▶ ASSIGNMENT
State how many lines in the listing contain the string "Query", and add nothing to that number.

▶ RECORDS SHOWN
* * *

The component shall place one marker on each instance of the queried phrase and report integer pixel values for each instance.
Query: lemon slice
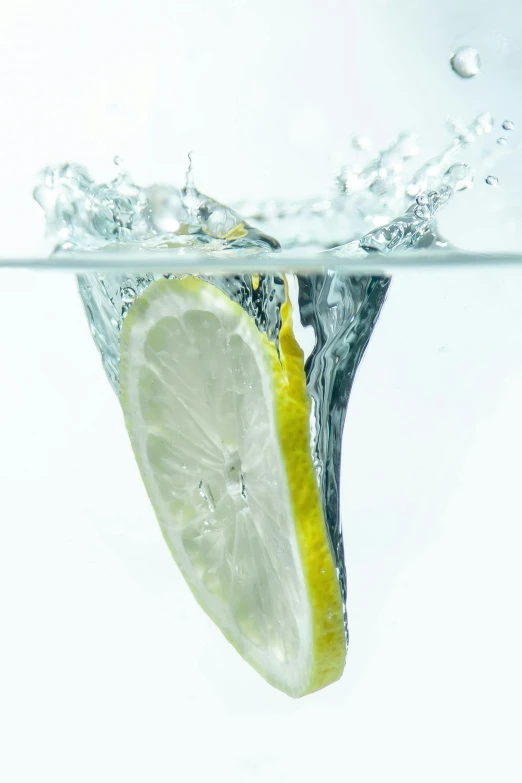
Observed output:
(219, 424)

* * *

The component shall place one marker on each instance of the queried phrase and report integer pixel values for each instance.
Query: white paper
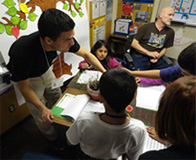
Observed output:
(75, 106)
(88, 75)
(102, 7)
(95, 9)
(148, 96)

* * *

▶ WRITTEN ANSWER
2